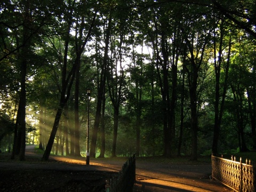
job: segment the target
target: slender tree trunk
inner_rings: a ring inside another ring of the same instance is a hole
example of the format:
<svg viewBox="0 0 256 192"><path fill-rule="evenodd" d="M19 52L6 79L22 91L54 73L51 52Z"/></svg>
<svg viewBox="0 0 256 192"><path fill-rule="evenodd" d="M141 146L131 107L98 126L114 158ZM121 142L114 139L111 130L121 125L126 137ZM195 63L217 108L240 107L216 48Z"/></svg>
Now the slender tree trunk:
<svg viewBox="0 0 256 192"><path fill-rule="evenodd" d="M219 57L217 61L216 56L216 42L214 38L214 69L215 74L215 103L214 103L214 126L213 129L213 138L212 142L212 153L216 155L218 153L218 145L219 145L219 138L220 134L220 126L221 125L221 121L222 118L223 113L224 111L224 104L226 98L226 94L227 93L227 89L228 85L228 71L229 68L229 61L231 53L231 38L229 37L229 51L228 53L228 59L227 61L227 65L225 70L225 78L224 81L224 86L223 87L223 91L222 94L220 91L220 70L221 68L221 55L222 50L222 42L223 38L223 21L221 20L221 23L220 25L220 45L219 47ZM221 102L220 106L219 105L219 101L220 97L222 95Z"/></svg>
<svg viewBox="0 0 256 192"><path fill-rule="evenodd" d="M100 111L101 109L101 105L102 102L103 94L105 94L103 92L106 86L106 69L108 65L108 50L109 44L110 36L110 31L111 25L112 17L111 13L110 13L108 20L108 26L106 31L106 36L105 39L105 48L104 50L104 58L103 60L103 65L101 67L100 78L98 84L99 86L97 90L97 105L96 107L96 113L95 116L94 125L93 126L93 130L92 135L92 139L91 140L91 150L90 151L90 156L92 157L95 157L96 155L96 143L97 141L97 135L100 125Z"/></svg>
<svg viewBox="0 0 256 192"><path fill-rule="evenodd" d="M66 151L66 155L69 155L69 142L68 140L68 119L69 118L69 113L68 109L68 106L65 105L64 108L64 111L65 111L65 118L64 118L64 127L63 127L63 139L65 139L65 151Z"/></svg>
<svg viewBox="0 0 256 192"><path fill-rule="evenodd" d="M184 63L183 60L183 63ZM178 155L181 155L181 146L182 144L183 138L183 129L184 123L184 100L185 100L185 70L184 66L183 66L182 70L182 84L181 93L181 101L180 101L180 135L179 137L179 142L178 145Z"/></svg>
<svg viewBox="0 0 256 192"><path fill-rule="evenodd" d="M113 132L113 143L112 144L111 157L116 156L116 142L117 140L117 130L118 128L118 115L119 107L115 107L114 109L114 132Z"/></svg>
<svg viewBox="0 0 256 192"><path fill-rule="evenodd" d="M255 74L255 69L253 69ZM254 84L255 85L255 84ZM251 120L251 126L252 130L252 149L256 150L256 90L255 86L252 88L252 91L250 88L247 88L247 95L248 98L248 106L249 109L250 118Z"/></svg>
<svg viewBox="0 0 256 192"><path fill-rule="evenodd" d="M106 89L106 87L105 87ZM104 92L105 92L104 90ZM101 146L100 148L100 154L99 157L103 158L105 156L106 150L106 141L105 141L105 105L106 105L106 96L105 94L103 94L102 97L102 113L101 115Z"/></svg>
<svg viewBox="0 0 256 192"><path fill-rule="evenodd" d="M75 86L75 155L81 156L80 154L80 122L79 119L79 85L80 84L80 63L81 55L77 54L76 61L77 65L77 69L76 74L76 83Z"/></svg>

::::::::

## WHAT THE TASK REQUIRES
Reproduce the records word for word from their first line through the line containing "Now the slender", both ends included, and leave the pictures out of your answer.

## THE RESPONSE
job: segment the target
target: slender tree trunk
inner_rings: a ring inside another ring of the same instance is a hole
example of the format:
<svg viewBox="0 0 256 192"><path fill-rule="evenodd" d="M19 52L6 79L22 91L54 73L51 52Z"/></svg>
<svg viewBox="0 0 256 192"><path fill-rule="evenodd" d="M141 146L131 107L98 126L114 158ZM121 142L114 139L111 130L121 125L126 137ZM195 63L217 108L240 107L216 48Z"/></svg>
Now the slender tree trunk:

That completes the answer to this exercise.